(Stored items)
* * *

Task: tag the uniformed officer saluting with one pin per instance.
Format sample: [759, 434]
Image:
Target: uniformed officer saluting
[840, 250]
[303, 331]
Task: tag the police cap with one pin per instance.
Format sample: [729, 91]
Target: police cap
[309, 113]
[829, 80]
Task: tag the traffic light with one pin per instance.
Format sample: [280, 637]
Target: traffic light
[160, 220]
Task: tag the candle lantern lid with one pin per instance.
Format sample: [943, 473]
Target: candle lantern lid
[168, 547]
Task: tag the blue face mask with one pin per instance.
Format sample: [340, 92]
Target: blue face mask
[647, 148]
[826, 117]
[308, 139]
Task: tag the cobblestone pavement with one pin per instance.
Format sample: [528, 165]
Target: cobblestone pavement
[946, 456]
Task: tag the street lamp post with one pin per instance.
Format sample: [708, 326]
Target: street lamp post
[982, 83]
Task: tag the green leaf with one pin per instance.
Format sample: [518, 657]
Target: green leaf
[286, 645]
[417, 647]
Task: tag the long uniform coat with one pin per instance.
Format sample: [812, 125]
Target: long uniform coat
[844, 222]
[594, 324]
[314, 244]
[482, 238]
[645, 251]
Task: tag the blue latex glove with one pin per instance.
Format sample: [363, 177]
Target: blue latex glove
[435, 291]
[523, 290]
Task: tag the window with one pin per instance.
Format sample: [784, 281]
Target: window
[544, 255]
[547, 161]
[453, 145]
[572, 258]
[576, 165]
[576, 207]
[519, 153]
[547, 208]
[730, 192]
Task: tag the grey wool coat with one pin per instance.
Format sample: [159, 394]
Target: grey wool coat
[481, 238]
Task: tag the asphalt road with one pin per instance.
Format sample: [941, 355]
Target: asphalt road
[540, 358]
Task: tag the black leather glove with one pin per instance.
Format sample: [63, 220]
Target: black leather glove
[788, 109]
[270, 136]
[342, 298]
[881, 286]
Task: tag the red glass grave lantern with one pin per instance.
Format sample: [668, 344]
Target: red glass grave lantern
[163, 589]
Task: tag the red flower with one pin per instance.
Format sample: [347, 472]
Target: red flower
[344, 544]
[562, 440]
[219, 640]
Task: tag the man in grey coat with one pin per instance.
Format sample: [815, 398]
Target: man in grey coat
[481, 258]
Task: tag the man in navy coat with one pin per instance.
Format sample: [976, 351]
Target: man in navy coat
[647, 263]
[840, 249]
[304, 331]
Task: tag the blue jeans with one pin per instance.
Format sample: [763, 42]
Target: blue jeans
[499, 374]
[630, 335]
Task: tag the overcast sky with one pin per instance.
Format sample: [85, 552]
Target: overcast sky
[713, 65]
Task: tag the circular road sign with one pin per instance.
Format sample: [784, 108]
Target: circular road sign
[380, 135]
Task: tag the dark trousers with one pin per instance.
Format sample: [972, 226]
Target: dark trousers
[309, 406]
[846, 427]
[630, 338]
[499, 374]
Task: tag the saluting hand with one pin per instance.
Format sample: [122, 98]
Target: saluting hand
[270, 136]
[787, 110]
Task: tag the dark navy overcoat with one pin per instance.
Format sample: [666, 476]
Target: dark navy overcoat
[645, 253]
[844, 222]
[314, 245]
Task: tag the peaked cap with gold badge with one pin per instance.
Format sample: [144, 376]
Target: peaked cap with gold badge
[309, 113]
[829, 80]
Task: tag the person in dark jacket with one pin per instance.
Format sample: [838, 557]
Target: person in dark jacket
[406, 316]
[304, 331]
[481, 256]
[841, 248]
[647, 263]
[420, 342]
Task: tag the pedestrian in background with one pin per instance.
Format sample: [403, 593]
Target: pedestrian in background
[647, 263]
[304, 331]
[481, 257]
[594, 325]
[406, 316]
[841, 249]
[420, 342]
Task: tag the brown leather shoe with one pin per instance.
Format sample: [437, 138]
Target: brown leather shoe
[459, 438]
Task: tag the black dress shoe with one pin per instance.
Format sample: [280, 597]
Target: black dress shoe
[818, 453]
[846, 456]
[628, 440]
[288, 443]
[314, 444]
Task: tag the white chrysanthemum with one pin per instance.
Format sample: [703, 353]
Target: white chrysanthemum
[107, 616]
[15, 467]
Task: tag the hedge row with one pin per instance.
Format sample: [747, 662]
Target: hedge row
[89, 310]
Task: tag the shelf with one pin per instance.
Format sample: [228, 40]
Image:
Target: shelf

* * *

### Required action
Word for word, restate the entries from the first line to the line that has "Format sample: [340, 92]", both included, and nothing else.

### Response below
Task: tag the uniformed officer saluting with one pin per instance.
Format sample: [759, 434]
Image:
Target: uniformed officer saluting
[840, 250]
[303, 331]
Task: tag the police cap with one pin per instance.
Format sample: [729, 91]
Target: police cap
[309, 113]
[829, 80]
Task: tag the traffic light with one pin per instance.
Format sample: [280, 637]
Target: traffic light
[160, 220]
Task: tag the candle lantern lid with one pin per instance.
Format sample: [943, 473]
Target: candle lantern lid
[168, 547]
Task: tag the blue face mask with one pin per instance.
Format sample: [340, 92]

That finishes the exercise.